WHAT THIS TASK INVOLVES: Pick out every line in the entries below that contains the word "white", and copy each one. Case matters.

INPUT FOR THIS TASK:
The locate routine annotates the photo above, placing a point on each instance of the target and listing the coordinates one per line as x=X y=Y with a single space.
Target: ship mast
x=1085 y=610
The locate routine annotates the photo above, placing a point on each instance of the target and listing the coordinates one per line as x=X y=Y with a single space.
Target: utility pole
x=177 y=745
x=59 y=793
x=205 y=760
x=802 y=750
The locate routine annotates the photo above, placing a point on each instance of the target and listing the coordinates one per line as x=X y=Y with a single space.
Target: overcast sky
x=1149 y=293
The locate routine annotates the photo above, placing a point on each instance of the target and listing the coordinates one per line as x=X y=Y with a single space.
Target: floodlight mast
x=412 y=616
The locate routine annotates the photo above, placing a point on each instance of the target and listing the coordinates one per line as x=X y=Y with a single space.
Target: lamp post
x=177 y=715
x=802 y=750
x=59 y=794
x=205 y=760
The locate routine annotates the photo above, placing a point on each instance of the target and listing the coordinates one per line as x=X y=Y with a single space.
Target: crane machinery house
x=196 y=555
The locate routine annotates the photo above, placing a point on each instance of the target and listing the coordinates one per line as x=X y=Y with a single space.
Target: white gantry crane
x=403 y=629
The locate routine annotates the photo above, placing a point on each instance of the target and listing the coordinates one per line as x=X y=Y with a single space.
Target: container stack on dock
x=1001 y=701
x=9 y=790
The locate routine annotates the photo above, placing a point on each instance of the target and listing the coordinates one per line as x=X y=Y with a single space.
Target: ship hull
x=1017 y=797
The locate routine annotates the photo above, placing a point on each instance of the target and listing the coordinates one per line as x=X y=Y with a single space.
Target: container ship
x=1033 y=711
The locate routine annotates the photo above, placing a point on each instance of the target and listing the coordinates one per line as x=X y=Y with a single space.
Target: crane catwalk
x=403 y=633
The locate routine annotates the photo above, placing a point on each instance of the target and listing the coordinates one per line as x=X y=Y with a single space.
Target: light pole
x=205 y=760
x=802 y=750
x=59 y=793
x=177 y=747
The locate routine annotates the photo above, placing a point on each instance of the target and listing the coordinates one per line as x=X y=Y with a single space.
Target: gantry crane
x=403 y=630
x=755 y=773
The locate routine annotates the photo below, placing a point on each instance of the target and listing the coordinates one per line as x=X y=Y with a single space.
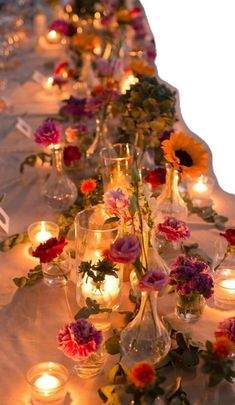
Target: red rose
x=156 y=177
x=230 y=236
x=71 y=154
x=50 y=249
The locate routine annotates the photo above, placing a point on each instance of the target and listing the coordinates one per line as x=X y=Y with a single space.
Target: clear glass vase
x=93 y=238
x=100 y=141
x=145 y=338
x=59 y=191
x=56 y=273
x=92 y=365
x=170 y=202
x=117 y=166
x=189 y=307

--

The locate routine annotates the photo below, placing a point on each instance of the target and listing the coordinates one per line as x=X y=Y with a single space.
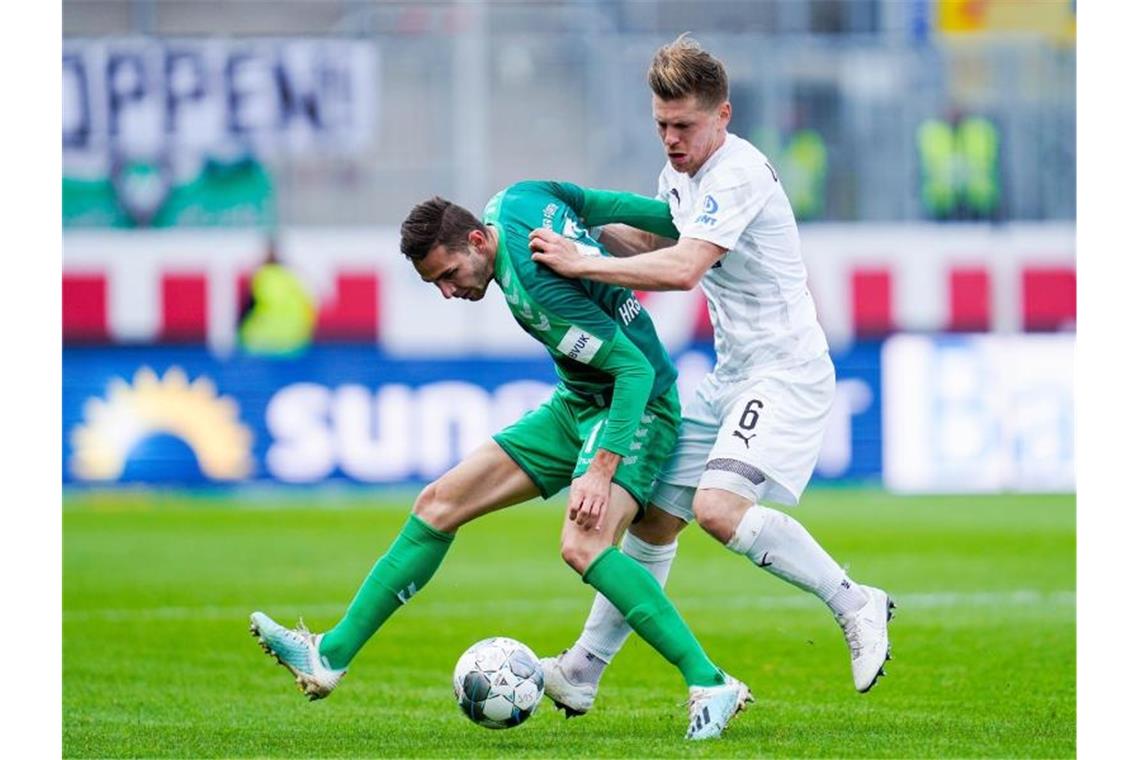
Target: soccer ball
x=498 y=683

* * *

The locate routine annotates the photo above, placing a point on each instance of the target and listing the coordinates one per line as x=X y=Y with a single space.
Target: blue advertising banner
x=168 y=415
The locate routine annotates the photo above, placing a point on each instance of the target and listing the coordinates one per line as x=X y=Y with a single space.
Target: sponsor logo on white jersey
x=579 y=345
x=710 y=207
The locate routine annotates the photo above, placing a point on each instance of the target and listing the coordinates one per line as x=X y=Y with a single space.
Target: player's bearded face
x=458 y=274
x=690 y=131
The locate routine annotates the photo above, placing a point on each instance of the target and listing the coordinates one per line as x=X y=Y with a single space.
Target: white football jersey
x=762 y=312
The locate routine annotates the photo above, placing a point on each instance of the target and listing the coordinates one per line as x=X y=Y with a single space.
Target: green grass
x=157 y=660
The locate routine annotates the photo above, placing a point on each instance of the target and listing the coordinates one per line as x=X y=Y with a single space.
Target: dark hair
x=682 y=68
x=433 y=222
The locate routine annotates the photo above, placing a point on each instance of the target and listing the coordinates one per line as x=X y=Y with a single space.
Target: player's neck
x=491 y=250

COMPLETE ANSWER:
Target: white gantry crane
Target: sponsor logo on white jersey
Target: white football jersey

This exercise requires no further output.